§ **Exercise**
Rewrite the rows below with "french door" changed to "patio door", keeping everything else the same.
━━ Dataset
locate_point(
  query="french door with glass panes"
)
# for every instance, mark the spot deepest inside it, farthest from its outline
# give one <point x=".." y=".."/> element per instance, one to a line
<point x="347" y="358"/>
━━━━
§ **Task answer**
locate_point(
  query="patio door with glass panes"
)
# for every instance, mark the spot deepest inside it, farthest from its outline
# give one <point x=".." y=".."/> element per instance, one to a line
<point x="347" y="358"/>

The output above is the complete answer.